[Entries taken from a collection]
=== Begin Enclosure ===
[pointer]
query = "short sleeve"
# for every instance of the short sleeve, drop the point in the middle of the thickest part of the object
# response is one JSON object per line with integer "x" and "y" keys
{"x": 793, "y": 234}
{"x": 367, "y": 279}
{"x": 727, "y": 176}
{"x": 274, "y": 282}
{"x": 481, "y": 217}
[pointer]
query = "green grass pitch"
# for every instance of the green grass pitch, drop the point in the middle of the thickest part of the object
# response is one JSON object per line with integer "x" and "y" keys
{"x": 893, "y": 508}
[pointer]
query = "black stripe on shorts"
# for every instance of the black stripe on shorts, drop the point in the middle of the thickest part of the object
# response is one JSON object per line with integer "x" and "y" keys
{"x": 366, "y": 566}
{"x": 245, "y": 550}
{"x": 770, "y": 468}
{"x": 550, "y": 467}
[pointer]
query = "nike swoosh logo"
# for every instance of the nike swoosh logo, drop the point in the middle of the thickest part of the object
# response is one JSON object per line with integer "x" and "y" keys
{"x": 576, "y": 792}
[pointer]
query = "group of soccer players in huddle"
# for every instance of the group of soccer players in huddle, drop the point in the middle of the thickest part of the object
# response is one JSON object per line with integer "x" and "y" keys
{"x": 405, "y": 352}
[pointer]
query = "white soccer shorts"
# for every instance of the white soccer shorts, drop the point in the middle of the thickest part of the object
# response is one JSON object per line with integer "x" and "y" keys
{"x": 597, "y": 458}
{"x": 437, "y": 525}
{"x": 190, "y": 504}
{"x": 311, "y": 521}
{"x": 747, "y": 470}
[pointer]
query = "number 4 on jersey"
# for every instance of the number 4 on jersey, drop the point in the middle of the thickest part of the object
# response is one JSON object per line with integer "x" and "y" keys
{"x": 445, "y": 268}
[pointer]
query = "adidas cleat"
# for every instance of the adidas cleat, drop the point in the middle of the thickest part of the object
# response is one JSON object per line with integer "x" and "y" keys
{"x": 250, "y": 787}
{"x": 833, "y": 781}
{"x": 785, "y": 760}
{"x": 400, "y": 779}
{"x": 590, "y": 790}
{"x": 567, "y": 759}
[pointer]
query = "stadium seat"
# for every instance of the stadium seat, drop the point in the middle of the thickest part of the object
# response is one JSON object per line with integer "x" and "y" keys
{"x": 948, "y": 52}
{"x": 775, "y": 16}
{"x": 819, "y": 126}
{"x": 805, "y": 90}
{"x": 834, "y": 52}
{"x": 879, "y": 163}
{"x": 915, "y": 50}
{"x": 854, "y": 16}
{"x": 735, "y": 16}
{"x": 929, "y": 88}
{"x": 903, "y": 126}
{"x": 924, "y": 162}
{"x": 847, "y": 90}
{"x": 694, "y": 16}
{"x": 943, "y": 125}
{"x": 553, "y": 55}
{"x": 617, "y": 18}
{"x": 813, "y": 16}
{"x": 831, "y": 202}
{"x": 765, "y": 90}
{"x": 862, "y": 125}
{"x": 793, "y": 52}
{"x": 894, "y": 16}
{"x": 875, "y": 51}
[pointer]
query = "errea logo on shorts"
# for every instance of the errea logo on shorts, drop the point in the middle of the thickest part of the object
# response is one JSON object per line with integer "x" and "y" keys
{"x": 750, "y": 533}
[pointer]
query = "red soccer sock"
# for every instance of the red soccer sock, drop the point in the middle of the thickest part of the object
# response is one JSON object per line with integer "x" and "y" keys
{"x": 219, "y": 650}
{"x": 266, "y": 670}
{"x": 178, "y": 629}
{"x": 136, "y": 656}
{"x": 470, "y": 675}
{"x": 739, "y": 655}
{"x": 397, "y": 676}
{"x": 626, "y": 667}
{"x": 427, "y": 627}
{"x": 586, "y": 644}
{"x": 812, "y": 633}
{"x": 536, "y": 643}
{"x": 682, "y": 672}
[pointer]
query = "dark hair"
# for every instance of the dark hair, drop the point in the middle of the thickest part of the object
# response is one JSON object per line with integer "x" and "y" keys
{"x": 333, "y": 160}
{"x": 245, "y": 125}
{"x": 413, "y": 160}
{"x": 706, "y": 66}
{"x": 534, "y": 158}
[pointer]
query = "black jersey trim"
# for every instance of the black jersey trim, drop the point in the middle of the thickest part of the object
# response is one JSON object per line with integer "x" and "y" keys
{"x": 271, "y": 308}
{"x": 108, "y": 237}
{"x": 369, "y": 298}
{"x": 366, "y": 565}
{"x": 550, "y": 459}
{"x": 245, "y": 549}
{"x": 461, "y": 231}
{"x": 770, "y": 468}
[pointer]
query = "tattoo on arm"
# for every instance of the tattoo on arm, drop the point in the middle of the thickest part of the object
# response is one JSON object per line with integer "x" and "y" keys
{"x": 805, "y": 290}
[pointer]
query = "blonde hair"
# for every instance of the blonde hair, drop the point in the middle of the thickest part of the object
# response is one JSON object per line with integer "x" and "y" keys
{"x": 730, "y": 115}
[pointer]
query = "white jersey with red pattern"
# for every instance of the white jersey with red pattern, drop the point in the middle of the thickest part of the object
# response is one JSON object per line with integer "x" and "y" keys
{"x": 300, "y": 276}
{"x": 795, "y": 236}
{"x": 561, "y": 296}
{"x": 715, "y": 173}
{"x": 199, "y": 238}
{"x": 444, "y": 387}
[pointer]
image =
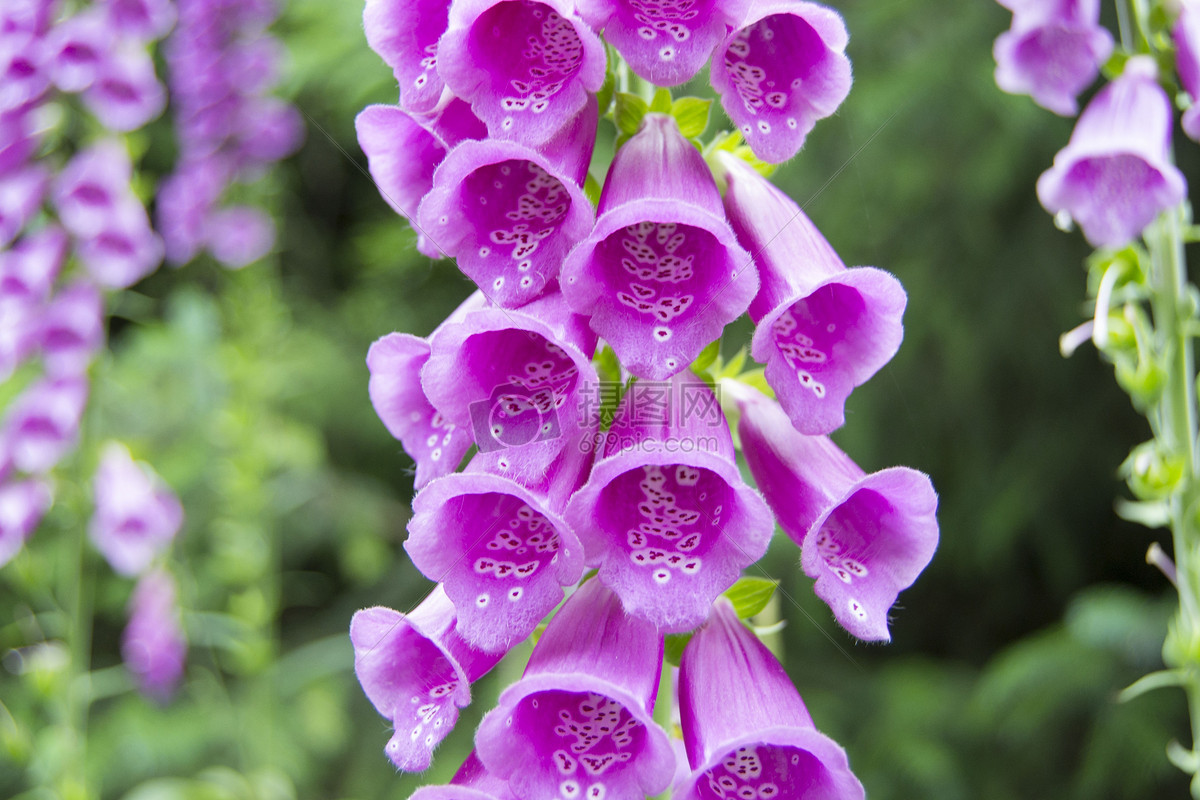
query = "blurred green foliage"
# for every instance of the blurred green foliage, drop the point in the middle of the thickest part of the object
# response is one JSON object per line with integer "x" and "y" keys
{"x": 247, "y": 391}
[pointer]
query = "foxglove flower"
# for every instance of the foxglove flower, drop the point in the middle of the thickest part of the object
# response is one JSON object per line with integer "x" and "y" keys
{"x": 864, "y": 537}
{"x": 514, "y": 379}
{"x": 821, "y": 329}
{"x": 153, "y": 644}
{"x": 666, "y": 43}
{"x": 72, "y": 330}
{"x": 509, "y": 214}
{"x": 745, "y": 728}
{"x": 526, "y": 67}
{"x": 1115, "y": 174}
{"x": 1187, "y": 61}
{"x": 403, "y": 151}
{"x": 661, "y": 274}
{"x": 137, "y": 515}
{"x": 501, "y": 547}
{"x": 780, "y": 72}
{"x": 579, "y": 723}
{"x": 22, "y": 506}
{"x": 43, "y": 423}
{"x": 471, "y": 782}
{"x": 417, "y": 669}
{"x": 406, "y": 37}
{"x": 665, "y": 513}
{"x": 1053, "y": 50}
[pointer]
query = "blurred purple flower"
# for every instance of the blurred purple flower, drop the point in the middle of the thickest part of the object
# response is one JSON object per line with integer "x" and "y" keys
{"x": 1053, "y": 50}
{"x": 417, "y": 671}
{"x": 137, "y": 515}
{"x": 153, "y": 644}
{"x": 745, "y": 728}
{"x": 579, "y": 723}
{"x": 1115, "y": 175}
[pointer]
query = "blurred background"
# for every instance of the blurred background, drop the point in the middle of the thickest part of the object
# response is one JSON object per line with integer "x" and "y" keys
{"x": 247, "y": 391}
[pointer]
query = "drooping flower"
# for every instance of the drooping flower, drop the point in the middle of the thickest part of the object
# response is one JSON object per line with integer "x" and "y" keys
{"x": 665, "y": 513}
{"x": 406, "y": 37}
{"x": 661, "y": 274}
{"x": 821, "y": 329}
{"x": 780, "y": 72}
{"x": 417, "y": 671}
{"x": 471, "y": 782}
{"x": 1187, "y": 62}
{"x": 1115, "y": 174}
{"x": 22, "y": 506}
{"x": 525, "y": 66}
{"x": 403, "y": 151}
{"x": 579, "y": 723}
{"x": 864, "y": 537}
{"x": 745, "y": 728}
{"x": 153, "y": 644}
{"x": 501, "y": 548}
{"x": 509, "y": 214}
{"x": 664, "y": 41}
{"x": 1053, "y": 50}
{"x": 137, "y": 515}
{"x": 395, "y": 362}
{"x": 43, "y": 423}
{"x": 514, "y": 378}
=== End Enclosure ===
- _Exercise description_: The sole thing to report is how many lines in the data hold the string "shorts".

- _Solution to this task_: 6